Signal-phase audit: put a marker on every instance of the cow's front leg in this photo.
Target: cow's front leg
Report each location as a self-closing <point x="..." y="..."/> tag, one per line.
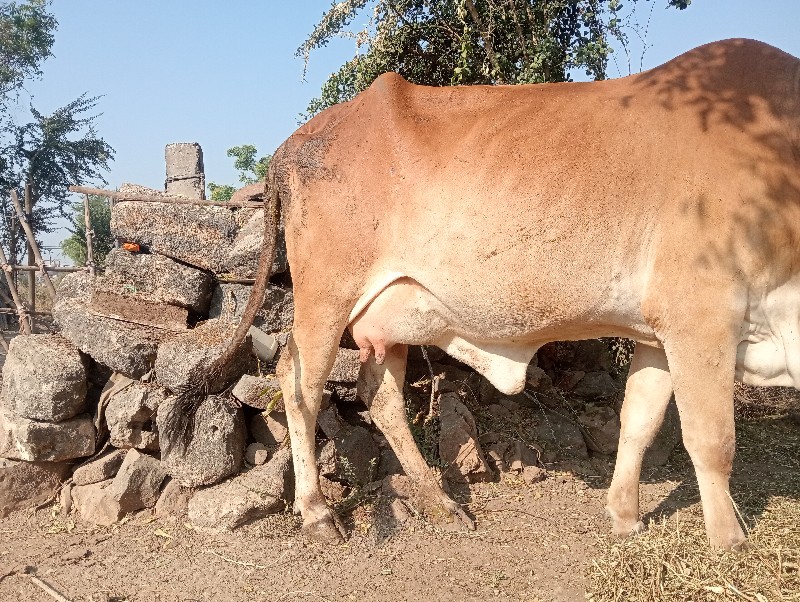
<point x="647" y="395"/>
<point x="302" y="394"/>
<point x="381" y="388"/>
════════════════
What you are asked to do: Leave every picture out and return exactly the lines from the one holding "Report each location" through the end of the records above, both ends included, and nothing more.

Response below:
Report each location as a self-closing <point x="..." y="..."/> tag, one per line.
<point x="647" y="395"/>
<point x="302" y="394"/>
<point x="381" y="388"/>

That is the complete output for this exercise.